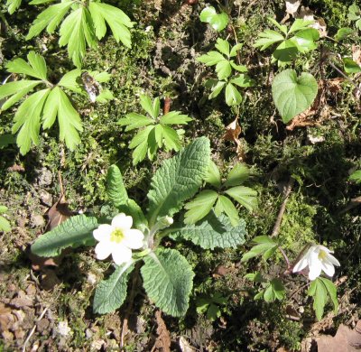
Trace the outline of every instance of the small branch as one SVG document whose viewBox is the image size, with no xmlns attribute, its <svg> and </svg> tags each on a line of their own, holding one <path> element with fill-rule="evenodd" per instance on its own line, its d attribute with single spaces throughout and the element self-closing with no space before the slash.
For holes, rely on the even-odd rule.
<svg viewBox="0 0 361 352">
<path fill-rule="evenodd" d="M 284 192 L 284 199 L 281 205 L 280 211 L 278 212 L 277 219 L 274 224 L 273 230 L 272 231 L 271 237 L 275 237 L 280 232 L 282 219 L 283 218 L 284 210 L 286 210 L 286 204 L 291 191 L 292 190 L 293 184 L 294 179 L 291 177 L 290 181 L 287 183 L 286 191 Z"/>
</svg>

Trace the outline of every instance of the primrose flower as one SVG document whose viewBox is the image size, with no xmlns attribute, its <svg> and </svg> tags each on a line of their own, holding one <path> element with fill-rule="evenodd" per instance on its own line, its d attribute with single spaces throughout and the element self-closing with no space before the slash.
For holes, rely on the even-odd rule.
<svg viewBox="0 0 361 352">
<path fill-rule="evenodd" d="M 116 215 L 112 225 L 102 224 L 93 231 L 94 238 L 99 243 L 96 245 L 97 258 L 103 260 L 112 255 L 118 265 L 132 259 L 132 249 L 143 247 L 144 235 L 142 231 L 131 228 L 132 217 L 125 213 Z"/>
<path fill-rule="evenodd" d="M 333 253 L 329 248 L 321 245 L 311 245 L 301 260 L 294 265 L 292 272 L 301 272 L 306 266 L 309 266 L 309 279 L 315 280 L 321 271 L 328 276 L 333 276 L 335 266 L 339 266 L 339 262 L 330 255 Z"/>
</svg>

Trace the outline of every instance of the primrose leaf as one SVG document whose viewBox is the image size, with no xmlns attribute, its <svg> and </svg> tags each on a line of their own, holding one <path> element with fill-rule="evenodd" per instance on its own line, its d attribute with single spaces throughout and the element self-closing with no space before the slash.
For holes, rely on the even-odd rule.
<svg viewBox="0 0 361 352">
<path fill-rule="evenodd" d="M 218 198 L 215 190 L 202 190 L 197 197 L 184 207 L 188 211 L 184 214 L 185 224 L 195 224 L 203 218 L 212 208 Z"/>
<path fill-rule="evenodd" d="M 49 88 L 42 89 L 31 95 L 16 111 L 12 132 L 15 134 L 20 130 L 16 144 L 23 155 L 29 152 L 32 142 L 35 145 L 39 144 L 41 114 L 50 91 Z"/>
<path fill-rule="evenodd" d="M 116 165 L 110 165 L 107 169 L 106 193 L 108 199 L 116 208 L 126 203 L 128 199 L 122 173 Z"/>
<path fill-rule="evenodd" d="M 150 226 L 157 218 L 172 216 L 200 187 L 209 164 L 209 140 L 197 138 L 178 155 L 163 162 L 148 192 Z"/>
<path fill-rule="evenodd" d="M 97 227 L 96 218 L 85 215 L 71 217 L 39 236 L 32 245 L 32 252 L 40 256 L 56 256 L 69 246 L 92 245 L 95 243 L 92 231 Z"/>
<path fill-rule="evenodd" d="M 248 180 L 250 175 L 249 169 L 243 163 L 237 162 L 229 171 L 225 181 L 226 187 L 238 186 Z"/>
<path fill-rule="evenodd" d="M 34 1 L 32 5 L 37 5 Z M 42 4 L 42 3 L 41 3 Z M 39 35 L 39 33 L 47 27 L 48 33 L 54 32 L 56 27 L 60 24 L 69 9 L 74 4 L 72 0 L 64 0 L 60 4 L 52 5 L 46 10 L 38 14 L 32 26 L 30 27 L 26 40 L 30 40 Z"/>
<path fill-rule="evenodd" d="M 81 67 L 81 60 L 86 53 L 86 44 L 94 48 L 95 41 L 94 29 L 89 11 L 80 6 L 63 21 L 60 26 L 60 38 L 59 45 L 68 46 L 69 58 L 72 60 L 77 68 Z"/>
<path fill-rule="evenodd" d="M 124 303 L 126 298 L 128 276 L 134 268 L 133 262 L 119 265 L 108 279 L 102 280 L 97 284 L 93 302 L 95 313 L 110 313 Z"/>
<path fill-rule="evenodd" d="M 273 30 L 265 30 L 258 34 L 258 39 L 255 42 L 254 47 L 261 47 L 261 51 L 267 49 L 269 46 L 278 42 L 284 41 L 283 35 Z"/>
<path fill-rule="evenodd" d="M 247 235 L 245 221 L 243 218 L 236 227 L 233 227 L 225 214 L 216 217 L 214 211 L 210 211 L 201 222 L 186 226 L 174 224 L 170 230 L 171 238 L 183 238 L 204 249 L 236 248 L 245 243 Z"/>
<path fill-rule="evenodd" d="M 193 286 L 191 266 L 175 249 L 158 248 L 143 258 L 141 273 L 149 298 L 165 313 L 183 316 Z"/>
<path fill-rule="evenodd" d="M 219 169 L 212 160 L 209 162 L 208 171 L 204 181 L 216 188 L 220 187 L 221 179 Z"/>
<path fill-rule="evenodd" d="M 107 4 L 91 1 L 89 11 L 98 40 L 106 35 L 106 27 L 105 22 L 106 21 L 116 42 L 120 41 L 127 48 L 131 47 L 131 35 L 128 28 L 133 27 L 133 23 L 122 10 Z"/>
<path fill-rule="evenodd" d="M 272 84 L 274 104 L 285 124 L 310 107 L 316 98 L 317 92 L 315 78 L 306 72 L 297 77 L 294 69 L 282 71 Z"/>
<path fill-rule="evenodd" d="M 242 96 L 232 83 L 227 83 L 226 86 L 225 95 L 226 103 L 229 107 L 242 103 Z"/>
<path fill-rule="evenodd" d="M 242 204 L 249 211 L 257 208 L 257 191 L 245 186 L 236 186 L 229 190 L 226 190 L 225 193 L 232 197 L 239 204 Z"/>
</svg>

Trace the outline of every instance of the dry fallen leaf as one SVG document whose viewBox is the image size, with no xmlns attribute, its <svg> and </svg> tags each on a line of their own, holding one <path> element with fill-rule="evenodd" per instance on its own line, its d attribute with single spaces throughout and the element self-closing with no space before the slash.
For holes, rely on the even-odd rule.
<svg viewBox="0 0 361 352">
<path fill-rule="evenodd" d="M 301 5 L 301 0 L 286 0 L 286 13 L 294 16 Z"/>
<path fill-rule="evenodd" d="M 163 319 L 162 318 L 162 310 L 155 312 L 155 319 L 157 320 L 157 338 L 154 346 L 152 348 L 153 351 L 171 352 L 171 336 L 165 325 Z"/>
<path fill-rule="evenodd" d="M 361 320 L 352 330 L 341 324 L 334 337 L 320 336 L 316 339 L 319 352 L 356 352 L 361 347 Z"/>
</svg>

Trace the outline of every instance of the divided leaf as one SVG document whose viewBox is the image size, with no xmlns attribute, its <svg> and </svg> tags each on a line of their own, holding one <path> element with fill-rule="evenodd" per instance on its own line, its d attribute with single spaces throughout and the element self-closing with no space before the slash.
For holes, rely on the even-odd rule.
<svg viewBox="0 0 361 352">
<path fill-rule="evenodd" d="M 32 245 L 32 252 L 40 256 L 56 256 L 67 247 L 94 244 L 92 231 L 97 227 L 96 218 L 85 215 L 71 217 L 37 238 Z"/>
<path fill-rule="evenodd" d="M 238 225 L 233 227 L 225 214 L 216 217 L 213 211 L 202 222 L 187 226 L 175 224 L 170 230 L 172 231 L 170 235 L 171 238 L 184 238 L 204 249 L 236 248 L 245 243 L 247 235 L 244 219 L 241 218 Z"/>
<path fill-rule="evenodd" d="M 282 71 L 272 84 L 274 104 L 285 124 L 310 107 L 316 98 L 317 92 L 315 78 L 306 72 L 297 77 L 294 69 Z"/>
<path fill-rule="evenodd" d="M 209 154 L 209 140 L 198 138 L 178 155 L 165 161 L 155 172 L 148 192 L 151 227 L 158 218 L 171 217 L 196 193 L 207 174 Z"/>
<path fill-rule="evenodd" d="M 183 316 L 188 310 L 194 273 L 175 249 L 158 248 L 143 258 L 141 273 L 149 298 L 165 313 Z"/>
<path fill-rule="evenodd" d="M 116 267 L 106 280 L 97 286 L 93 311 L 98 314 L 110 313 L 118 309 L 126 298 L 128 276 L 134 268 L 133 262 Z"/>
</svg>

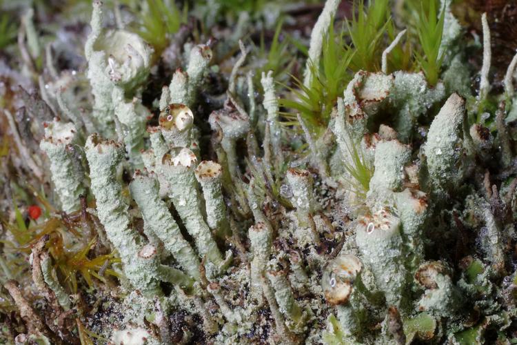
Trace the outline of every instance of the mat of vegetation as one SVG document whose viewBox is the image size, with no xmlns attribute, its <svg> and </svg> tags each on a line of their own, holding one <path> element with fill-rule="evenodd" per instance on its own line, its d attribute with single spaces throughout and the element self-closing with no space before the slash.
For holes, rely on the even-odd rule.
<svg viewBox="0 0 517 345">
<path fill-rule="evenodd" d="M 517 344 L 516 28 L 0 0 L 0 343 Z"/>
</svg>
++++++
## TASK OBJECTIVE
Reproduce verbatim the lines of the records from the line containing "Trace the outline of every instance of the primrose leaf" through the line containing "95 L 16 111", both included.

## SOLUTION
Trace the outline of every instance of the primrose leaf as one SVG document whose viewBox is the image size, with no xmlns attribute, its <svg> and </svg> tags each on a line of their own, holding one <path> element with fill-rule="evenodd" per instance on its own line, its d attribute with single spaces throughout and the element self-closing with no space before the slash.
For holes, rely on the even-odd rule.
<svg viewBox="0 0 361 352">
<path fill-rule="evenodd" d="M 218 198 L 215 190 L 202 190 L 197 197 L 184 207 L 188 211 L 184 214 L 185 224 L 195 224 L 203 218 L 212 208 Z"/>
<path fill-rule="evenodd" d="M 49 88 L 42 89 L 31 95 L 16 111 L 12 132 L 15 134 L 20 130 L 16 144 L 23 155 L 29 152 L 32 142 L 35 145 L 39 144 L 41 114 L 50 91 Z"/>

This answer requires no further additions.